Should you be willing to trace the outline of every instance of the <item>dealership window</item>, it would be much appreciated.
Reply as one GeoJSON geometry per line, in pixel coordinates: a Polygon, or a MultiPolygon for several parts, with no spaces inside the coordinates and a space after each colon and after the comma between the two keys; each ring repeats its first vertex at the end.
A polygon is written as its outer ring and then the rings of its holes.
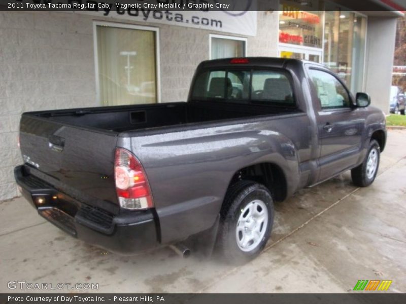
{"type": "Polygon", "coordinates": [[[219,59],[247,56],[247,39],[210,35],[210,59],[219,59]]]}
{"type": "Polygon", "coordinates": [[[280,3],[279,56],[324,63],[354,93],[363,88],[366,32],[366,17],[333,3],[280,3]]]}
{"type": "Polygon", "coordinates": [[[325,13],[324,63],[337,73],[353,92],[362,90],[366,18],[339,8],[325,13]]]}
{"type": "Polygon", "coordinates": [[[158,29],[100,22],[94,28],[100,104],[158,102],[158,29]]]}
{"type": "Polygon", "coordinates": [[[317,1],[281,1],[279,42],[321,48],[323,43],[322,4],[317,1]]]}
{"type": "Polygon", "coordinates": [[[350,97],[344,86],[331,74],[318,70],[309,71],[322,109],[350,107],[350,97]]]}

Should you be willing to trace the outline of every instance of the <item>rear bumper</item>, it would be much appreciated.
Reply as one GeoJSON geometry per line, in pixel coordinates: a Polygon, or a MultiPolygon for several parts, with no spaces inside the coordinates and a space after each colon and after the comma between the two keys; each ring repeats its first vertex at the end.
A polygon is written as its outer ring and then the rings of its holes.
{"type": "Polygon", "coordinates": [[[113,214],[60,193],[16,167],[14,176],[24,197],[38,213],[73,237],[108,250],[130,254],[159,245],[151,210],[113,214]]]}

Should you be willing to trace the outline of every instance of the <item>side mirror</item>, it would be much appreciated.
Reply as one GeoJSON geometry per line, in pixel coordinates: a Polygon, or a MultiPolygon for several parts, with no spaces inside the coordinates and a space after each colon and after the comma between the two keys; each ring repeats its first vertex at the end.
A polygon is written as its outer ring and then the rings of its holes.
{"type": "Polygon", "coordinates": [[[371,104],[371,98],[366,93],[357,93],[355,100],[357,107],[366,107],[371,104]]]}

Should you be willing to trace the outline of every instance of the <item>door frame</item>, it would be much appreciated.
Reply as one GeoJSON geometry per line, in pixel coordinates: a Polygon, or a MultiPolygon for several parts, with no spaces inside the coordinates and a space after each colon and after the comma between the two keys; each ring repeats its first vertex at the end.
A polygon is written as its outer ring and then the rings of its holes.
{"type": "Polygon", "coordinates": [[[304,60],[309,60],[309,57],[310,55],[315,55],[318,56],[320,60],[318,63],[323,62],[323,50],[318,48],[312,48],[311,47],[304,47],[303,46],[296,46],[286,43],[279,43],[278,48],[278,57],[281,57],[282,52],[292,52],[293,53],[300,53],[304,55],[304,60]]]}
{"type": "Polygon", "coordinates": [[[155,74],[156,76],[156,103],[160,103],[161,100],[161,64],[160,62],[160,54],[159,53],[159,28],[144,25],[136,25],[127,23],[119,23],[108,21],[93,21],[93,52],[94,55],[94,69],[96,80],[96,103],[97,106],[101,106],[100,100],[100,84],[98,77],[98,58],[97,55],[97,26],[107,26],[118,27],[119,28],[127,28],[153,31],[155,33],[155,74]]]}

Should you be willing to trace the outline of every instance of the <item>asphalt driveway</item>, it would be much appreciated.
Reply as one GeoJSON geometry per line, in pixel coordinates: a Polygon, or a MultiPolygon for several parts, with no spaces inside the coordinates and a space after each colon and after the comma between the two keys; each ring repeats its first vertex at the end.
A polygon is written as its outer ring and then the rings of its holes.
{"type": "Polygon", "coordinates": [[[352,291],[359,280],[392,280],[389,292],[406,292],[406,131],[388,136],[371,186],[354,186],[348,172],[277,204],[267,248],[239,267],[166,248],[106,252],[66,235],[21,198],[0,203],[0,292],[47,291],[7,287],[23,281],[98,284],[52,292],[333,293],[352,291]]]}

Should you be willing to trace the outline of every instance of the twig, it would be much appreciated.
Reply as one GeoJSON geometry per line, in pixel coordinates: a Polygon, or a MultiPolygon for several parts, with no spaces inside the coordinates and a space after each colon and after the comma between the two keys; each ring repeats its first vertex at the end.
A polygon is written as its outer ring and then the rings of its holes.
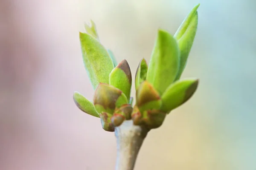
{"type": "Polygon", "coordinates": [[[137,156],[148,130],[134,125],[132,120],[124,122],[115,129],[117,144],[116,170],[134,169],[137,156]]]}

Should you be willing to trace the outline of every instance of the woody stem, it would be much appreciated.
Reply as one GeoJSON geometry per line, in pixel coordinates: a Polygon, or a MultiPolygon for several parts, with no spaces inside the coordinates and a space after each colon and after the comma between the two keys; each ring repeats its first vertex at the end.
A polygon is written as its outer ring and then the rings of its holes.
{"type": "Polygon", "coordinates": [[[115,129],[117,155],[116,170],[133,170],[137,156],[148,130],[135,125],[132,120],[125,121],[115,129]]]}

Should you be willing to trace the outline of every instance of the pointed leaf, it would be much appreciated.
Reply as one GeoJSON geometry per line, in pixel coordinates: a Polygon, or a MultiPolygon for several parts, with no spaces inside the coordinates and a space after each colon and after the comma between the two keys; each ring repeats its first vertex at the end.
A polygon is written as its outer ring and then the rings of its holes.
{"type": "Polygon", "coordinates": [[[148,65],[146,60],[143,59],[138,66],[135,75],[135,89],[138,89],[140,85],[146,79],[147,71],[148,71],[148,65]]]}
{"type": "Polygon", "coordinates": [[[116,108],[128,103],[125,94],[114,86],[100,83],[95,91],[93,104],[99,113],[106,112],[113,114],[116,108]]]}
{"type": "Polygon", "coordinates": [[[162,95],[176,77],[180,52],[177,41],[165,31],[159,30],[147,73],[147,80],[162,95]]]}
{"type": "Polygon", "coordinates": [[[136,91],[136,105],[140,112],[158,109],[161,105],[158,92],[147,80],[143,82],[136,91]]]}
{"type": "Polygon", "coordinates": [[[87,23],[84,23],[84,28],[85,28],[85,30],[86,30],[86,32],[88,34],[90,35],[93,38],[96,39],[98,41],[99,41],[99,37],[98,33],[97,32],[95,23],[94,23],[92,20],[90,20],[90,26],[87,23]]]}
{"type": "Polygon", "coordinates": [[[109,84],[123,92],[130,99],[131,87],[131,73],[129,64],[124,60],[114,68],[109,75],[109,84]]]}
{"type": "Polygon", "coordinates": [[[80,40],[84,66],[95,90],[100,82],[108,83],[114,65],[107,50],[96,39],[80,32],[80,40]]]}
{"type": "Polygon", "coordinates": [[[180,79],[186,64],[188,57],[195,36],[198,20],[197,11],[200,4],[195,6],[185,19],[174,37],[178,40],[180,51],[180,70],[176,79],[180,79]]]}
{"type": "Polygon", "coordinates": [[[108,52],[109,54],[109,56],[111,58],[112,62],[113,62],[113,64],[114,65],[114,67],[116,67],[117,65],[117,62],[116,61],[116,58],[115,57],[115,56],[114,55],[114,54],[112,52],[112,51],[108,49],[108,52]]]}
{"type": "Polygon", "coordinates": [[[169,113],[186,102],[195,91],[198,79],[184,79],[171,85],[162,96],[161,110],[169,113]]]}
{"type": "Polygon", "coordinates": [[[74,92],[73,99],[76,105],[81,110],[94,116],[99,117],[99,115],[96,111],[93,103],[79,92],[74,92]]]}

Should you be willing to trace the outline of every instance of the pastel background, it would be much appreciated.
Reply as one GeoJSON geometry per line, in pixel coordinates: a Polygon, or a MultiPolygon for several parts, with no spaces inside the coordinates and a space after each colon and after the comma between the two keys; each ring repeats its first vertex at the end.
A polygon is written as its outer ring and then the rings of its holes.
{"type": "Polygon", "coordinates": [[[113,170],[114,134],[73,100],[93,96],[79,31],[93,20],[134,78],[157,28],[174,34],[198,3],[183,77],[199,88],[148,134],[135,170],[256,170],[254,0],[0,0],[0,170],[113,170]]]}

------------

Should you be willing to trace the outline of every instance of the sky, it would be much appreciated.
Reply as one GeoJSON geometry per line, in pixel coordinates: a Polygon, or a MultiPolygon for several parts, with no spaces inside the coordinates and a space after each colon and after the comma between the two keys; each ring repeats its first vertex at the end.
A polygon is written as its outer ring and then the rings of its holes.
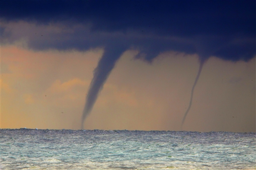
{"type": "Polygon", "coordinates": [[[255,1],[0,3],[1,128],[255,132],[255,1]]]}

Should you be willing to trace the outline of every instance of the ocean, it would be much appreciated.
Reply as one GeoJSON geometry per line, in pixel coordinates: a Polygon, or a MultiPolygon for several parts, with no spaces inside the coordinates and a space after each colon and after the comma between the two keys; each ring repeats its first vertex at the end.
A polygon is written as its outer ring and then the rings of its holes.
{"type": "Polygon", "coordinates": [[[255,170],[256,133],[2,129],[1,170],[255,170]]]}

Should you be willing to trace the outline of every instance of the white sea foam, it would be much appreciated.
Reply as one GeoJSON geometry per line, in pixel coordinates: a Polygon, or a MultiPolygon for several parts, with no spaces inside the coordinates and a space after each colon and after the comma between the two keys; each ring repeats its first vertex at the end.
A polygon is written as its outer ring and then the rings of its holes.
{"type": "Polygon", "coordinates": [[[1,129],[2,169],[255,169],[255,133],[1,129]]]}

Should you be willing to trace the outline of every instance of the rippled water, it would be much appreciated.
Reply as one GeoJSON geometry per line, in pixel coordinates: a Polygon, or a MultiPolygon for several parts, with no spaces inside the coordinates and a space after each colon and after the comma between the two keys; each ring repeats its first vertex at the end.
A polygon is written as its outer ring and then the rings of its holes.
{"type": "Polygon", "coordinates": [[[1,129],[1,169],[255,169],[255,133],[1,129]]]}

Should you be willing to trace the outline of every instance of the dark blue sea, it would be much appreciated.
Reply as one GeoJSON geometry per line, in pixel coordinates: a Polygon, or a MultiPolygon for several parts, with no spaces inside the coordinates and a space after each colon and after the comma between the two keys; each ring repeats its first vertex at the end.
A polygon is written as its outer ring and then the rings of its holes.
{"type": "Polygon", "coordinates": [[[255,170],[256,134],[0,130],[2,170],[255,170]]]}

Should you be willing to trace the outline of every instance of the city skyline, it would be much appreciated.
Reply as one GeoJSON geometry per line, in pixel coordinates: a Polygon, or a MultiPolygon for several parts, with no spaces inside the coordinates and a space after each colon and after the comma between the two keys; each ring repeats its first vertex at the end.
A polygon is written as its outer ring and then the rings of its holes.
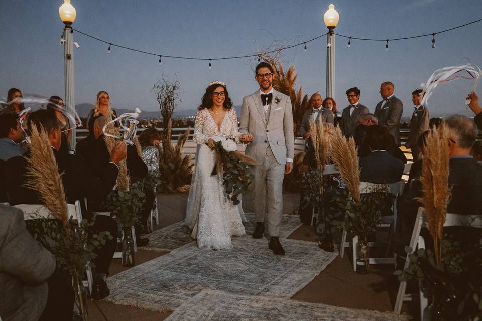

------------

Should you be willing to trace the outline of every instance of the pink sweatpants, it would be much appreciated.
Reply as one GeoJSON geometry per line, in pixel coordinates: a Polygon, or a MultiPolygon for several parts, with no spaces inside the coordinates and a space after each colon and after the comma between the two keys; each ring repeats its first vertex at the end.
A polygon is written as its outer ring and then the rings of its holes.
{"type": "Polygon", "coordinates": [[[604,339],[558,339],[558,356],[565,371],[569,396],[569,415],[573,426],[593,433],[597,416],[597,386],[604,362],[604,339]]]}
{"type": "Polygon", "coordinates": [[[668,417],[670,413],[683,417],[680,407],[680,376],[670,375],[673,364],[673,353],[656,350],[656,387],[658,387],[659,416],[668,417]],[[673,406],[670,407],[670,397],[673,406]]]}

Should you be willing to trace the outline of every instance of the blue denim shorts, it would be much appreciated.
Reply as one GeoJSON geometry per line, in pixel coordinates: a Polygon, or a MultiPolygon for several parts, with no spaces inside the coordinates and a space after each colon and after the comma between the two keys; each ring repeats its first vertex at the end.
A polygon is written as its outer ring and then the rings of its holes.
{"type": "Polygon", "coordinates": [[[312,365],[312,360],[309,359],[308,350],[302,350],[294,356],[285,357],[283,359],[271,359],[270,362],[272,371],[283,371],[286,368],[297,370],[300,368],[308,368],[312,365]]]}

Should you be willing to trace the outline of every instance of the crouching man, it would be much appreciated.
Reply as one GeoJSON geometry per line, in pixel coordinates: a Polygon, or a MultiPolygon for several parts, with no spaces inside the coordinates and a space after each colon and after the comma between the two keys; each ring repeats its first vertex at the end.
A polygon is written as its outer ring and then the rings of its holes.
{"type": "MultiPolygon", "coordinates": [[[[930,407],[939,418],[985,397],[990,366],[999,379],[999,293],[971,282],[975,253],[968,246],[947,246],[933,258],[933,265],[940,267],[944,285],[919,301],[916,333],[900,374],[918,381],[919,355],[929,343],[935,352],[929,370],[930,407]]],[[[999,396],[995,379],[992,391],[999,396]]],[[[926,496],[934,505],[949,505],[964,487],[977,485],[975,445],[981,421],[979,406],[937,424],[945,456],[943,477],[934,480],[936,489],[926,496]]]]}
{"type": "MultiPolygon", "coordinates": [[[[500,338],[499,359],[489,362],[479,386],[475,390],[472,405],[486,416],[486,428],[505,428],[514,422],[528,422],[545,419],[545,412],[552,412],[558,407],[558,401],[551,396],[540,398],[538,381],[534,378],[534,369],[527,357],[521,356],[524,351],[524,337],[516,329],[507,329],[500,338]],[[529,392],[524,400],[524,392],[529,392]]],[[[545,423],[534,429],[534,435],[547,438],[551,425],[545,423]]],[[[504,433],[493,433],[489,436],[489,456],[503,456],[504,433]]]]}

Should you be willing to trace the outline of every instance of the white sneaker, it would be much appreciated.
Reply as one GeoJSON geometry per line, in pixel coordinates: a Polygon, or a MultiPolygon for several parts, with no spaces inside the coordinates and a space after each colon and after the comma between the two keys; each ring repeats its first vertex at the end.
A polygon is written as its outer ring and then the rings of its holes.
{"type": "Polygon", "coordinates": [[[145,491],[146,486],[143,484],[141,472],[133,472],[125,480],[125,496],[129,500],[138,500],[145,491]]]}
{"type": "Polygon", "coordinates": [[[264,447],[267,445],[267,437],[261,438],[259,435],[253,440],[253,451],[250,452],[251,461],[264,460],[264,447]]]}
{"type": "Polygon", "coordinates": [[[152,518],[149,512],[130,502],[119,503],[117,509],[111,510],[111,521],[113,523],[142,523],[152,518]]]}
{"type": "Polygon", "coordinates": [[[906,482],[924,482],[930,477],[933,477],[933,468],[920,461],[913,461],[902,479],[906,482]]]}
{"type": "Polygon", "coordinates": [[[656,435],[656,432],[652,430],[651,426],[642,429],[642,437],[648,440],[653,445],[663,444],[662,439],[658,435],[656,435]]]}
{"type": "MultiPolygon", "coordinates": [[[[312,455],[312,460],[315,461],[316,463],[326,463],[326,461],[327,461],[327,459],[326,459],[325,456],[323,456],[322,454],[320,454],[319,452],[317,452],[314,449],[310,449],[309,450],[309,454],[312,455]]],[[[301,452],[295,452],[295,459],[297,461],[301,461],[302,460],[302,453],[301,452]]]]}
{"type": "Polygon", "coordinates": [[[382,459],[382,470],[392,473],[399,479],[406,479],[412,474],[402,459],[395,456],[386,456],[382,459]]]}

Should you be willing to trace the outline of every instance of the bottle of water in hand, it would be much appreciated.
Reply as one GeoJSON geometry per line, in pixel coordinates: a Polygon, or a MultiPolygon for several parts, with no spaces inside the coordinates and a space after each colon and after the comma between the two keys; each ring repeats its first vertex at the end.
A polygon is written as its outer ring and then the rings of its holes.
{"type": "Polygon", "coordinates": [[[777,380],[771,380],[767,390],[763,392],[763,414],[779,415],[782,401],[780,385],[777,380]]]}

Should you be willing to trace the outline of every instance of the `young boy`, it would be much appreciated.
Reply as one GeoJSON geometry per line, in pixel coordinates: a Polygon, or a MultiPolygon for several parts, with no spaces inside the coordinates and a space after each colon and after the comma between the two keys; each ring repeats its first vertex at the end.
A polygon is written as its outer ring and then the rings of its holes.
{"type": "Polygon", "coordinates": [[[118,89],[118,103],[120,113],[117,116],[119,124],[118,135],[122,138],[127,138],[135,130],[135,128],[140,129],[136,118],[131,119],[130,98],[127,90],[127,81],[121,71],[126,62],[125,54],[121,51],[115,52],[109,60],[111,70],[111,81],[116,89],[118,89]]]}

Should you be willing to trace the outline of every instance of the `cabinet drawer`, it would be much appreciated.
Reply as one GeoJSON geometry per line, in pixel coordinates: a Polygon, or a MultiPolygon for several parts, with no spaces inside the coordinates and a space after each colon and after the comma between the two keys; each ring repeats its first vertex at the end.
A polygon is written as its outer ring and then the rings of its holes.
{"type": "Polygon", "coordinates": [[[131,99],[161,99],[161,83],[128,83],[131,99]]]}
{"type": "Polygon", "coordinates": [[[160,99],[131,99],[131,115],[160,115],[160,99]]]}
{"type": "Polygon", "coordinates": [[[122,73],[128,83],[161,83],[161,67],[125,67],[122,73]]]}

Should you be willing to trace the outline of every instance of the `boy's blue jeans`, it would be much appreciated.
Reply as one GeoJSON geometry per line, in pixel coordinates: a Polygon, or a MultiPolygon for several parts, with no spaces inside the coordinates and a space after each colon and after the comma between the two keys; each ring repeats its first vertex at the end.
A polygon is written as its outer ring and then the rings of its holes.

------------

§ Exercise requirements
Pull out every line of the entries above that contains the word "blue", and copy each one in full.

§ The result
Should you be willing to trace the outline of every instance of the dark blue sea, it would be much appreciated.
Should you be willing to trace the outline of every instance of the blue denim shorts, it would be much appreciated.
Should you be willing to trace the outline of every instance of the `boy's blue jeans`, it would be much appreciated.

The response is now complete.